Reading text =>
● ● ● ●

On March 4, 2016, Plaintiff filed his complaint against Samilo and six other federal officers alleging violations of Plaintiff's Fourth, Fifth, Sixth, Eighth, and Fourteenth Amendment rights under Bivens v. Six Unknown Named Agents, 403 U.S. 388, 91 S.Ct. 1999, 29 L.Ed.2d 619 (1971), the seminal case in which the Supreme Court found an implied right of action for money damages against federal officers for certain violations of a plaintiff's constitutional rights. (Docket Entry No. 1.)

On April 21, 2017, the defendants moved to dismiss the Complaint pursuant to Rules 12(b)(1), 12(b)(5), 12(b)(6) of the Federal Rules of Civil Procedure, and, in the alternative, for summary judgment pursuant to Rule 56. (Docket Entry No. 39.) On March 30, 2018, the Court granted in part and denied in part defendants' motion. (Docket Entry No. 58.) The only claim that survived defendants' motion is Plaintiff's claim for a violation of his Fourth Amendment rights against Samilo for allegedly using excessive force in handcuffing Plaintiff.

On June 19, 2017, the Supreme Court issued its decision in Ziglar v. Abbasi, ___ U.S. ___, 137 S.Ct. 1843, 198 L.Ed.2d 290 (2017), which clarified the analysis to be applied by the lower courts when deciding whether to find an "implied right of action" under Bivens.

On July 12, 2018, the Court held a pretrial conference. The Court, sua sponte, directed the parties to submit supplemental briefing to address the impact of Ziglar on Plaintiff's excessive force claim. The supplemental briefing was completed on August 23, 2018. (See, Samilo Br., Docket Entry No. 71; Rivera Br., Docket Entry No. 73; Samilo Rep., Docket Entry No. 75.)

For the reasons that follow, the Court finds that Ziglar and separation of powers principles counsel against finding an implied right of action on the facts of this case. Plaintiff's sole remaining claim is dismissed.

● ● ● ●

Recorded information =>
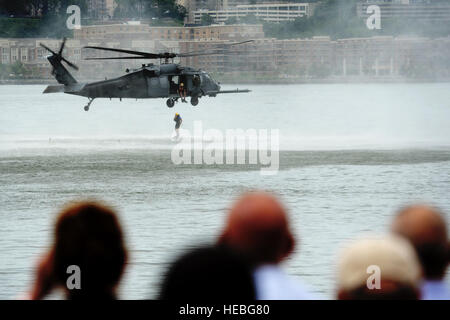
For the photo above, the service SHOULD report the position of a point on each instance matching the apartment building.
(273, 12)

● ● ● ●

Work to complete =>
**1.** Decide whether each statement agrees with the court ruling. Answer yes or no for each and quote the words of the ruling that settle it.
(a) The defendants moved to dismiss the Complaint on April 21, 2017.
(b) Plaintiff's complaint named Samilo and four other federal officers.
(c) The supplemental briefing was completed on July 12, 2018.
**2.** According to the court ruling, on what date did the Supreme Court issue its decision in Ziglar v. Abbasi?
**3.** From the court ruling, print everything from "On June 19, 2017, the" down to "Entry No. 75.)".

Answers to the exercises =>
**1.**
(a) Yes: "On April 21, 2017, the defendants moved to dismiss the Complaint"
(b) No: "Plaintiff filed his complaint against Samilo and six other federal officers"
(c) No: "The supplemental briefing was completed on August 23, 2018."

**2.** June 19, 2017.

**3.**
On June 19, 2017, the Supreme Court issued its decision in Ziglar v. Abbasi, ___ U.S. ___, 137 S.Ct. 1843, 198 L.Ed.2d 290 (2017), which clarified the analysis to be applied by the lower courts when deciding whether to find an "implied right of action" under Bivens.

On July 12, 2018, the Court held a pretrial conference. The Court, sua sponte, directed the parties to submit supplemental briefing to address the impact of Ziglar on Plaintiff's excessive force claim. The supplemental briefing was completed on August 23, 2018. (See, Samilo Br., Docket Entry No. 71; Rivera Br., Docket Entry No. 73; Samilo Rep., Docket Entry No. 75.)